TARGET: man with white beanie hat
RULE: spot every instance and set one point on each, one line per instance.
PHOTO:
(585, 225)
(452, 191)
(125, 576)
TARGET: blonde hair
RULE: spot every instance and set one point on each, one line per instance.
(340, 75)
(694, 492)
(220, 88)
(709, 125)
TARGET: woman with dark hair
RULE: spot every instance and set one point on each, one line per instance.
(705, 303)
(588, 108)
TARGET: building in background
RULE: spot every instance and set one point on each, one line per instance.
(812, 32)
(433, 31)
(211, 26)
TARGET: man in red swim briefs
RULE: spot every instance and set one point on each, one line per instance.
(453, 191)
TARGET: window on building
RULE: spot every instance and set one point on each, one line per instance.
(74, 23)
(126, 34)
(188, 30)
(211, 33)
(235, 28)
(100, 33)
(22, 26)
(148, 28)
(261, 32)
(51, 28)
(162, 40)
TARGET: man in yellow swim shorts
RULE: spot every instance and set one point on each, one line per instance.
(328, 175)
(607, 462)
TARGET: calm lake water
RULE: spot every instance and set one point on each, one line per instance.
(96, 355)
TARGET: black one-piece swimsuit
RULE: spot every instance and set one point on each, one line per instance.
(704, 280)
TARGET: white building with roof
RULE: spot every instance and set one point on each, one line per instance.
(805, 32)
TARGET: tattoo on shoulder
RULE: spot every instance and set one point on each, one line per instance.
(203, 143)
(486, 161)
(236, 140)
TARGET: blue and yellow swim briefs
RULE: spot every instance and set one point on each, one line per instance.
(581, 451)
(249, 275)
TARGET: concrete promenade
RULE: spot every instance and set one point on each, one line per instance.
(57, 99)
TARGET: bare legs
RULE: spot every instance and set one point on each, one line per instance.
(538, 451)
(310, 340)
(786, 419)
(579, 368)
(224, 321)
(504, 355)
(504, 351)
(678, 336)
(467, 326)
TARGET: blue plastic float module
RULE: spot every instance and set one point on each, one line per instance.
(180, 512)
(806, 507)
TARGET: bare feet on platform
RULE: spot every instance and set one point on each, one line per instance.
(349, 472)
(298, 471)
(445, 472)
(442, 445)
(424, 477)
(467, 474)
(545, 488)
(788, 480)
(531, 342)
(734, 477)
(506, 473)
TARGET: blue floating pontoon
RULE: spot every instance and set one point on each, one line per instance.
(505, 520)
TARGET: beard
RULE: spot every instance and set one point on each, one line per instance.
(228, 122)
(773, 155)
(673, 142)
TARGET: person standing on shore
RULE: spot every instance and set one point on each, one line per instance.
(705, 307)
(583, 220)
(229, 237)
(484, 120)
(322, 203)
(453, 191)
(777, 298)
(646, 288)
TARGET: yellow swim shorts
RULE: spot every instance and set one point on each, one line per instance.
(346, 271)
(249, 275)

┄┄┄┄┄┄

What the task requires
Rewrite the whole listing above, putting "swim trunks" in place of "swim briefs" everywhere it occurs and keeping every other line the same.

Result
TARGET: man with white beanie hat
RULE: spot every instance and set one point on each, one line per instance.
PHOTO:
(585, 225)
(452, 191)
(125, 576)
TARGET: blonde hair
RULE: spot every instance and set one point on each, one line per instance.
(340, 75)
(694, 492)
(220, 88)
(709, 125)
TARGET: woman with dark hair
RULE: spot every instance and set one point on each, one line per instance.
(705, 303)
(588, 108)
TARGET: building in background
RULE: spot every instance and set one point on each, one line per instance.
(812, 32)
(433, 31)
(211, 26)
TARGET: man in red swim trunks
RULE: spot every instance and set one point on each, one line per instance.
(453, 191)
TARGET: window on building
RULE: spot every instance and set one point on each, one line per instance.
(74, 23)
(126, 34)
(188, 30)
(211, 33)
(235, 28)
(100, 33)
(22, 26)
(148, 28)
(261, 32)
(51, 28)
(162, 40)
TARGET: man in yellow swim shorts
RULE: spot every instance and set one point on each, one line per instance.
(328, 175)
(607, 462)
TARGET: calm lake water
RULE: spot every instance and set one point on each, one line per instance.
(96, 355)
TARGET: black one-piece swimsuit
RULE: spot every instance and set one point on each, one line per instance.
(704, 280)
TARGET: white building with roof
RULE: spot every instance and set one point on each, one line per instance.
(805, 32)
TARGET: tattoo on shoulder
RULE: spot every instance and set one point on each, one line per instance.
(203, 143)
(486, 161)
(236, 140)
TARGET: blue and yellow swim trunks
RULE: spot every instance and set one point on each, one line per instance.
(581, 451)
(249, 275)
TARGET: concrete promenade
RULE: spot every instance and set one point on each, one line per instance.
(57, 99)
TARGET: bare legs
RULE: spot every instance and set one point on each, one line per instance.
(538, 451)
(310, 340)
(786, 419)
(579, 368)
(224, 321)
(504, 355)
(504, 351)
(678, 336)
(467, 326)
TARGET: blue plastic float module
RULE: spot every instance and set one point on each, one line per instance.
(180, 512)
(806, 507)
TARGET: bare feet on platform
RULE: spot every instance and set one point on each, one line per instance.
(349, 472)
(298, 471)
(445, 472)
(442, 445)
(424, 477)
(467, 474)
(545, 488)
(788, 480)
(531, 342)
(734, 477)
(506, 473)
TARGET: blue floating pontoon
RULE: spot every instance and set one point on each, one line per instance.
(505, 520)
TARGET: beard
RULE: spot every instance and set one point on each, one line per instance.
(228, 122)
(773, 155)
(673, 142)
TARGET: person standing on shore
RULE: spot every instance and set one point on each, one line per instance.
(705, 307)
(583, 220)
(229, 237)
(484, 120)
(322, 203)
(453, 191)
(777, 298)
(646, 288)
TARGET: yellow swim shorts
RULE: spot every instance and set one point on each, one line per instance.
(346, 271)
(249, 275)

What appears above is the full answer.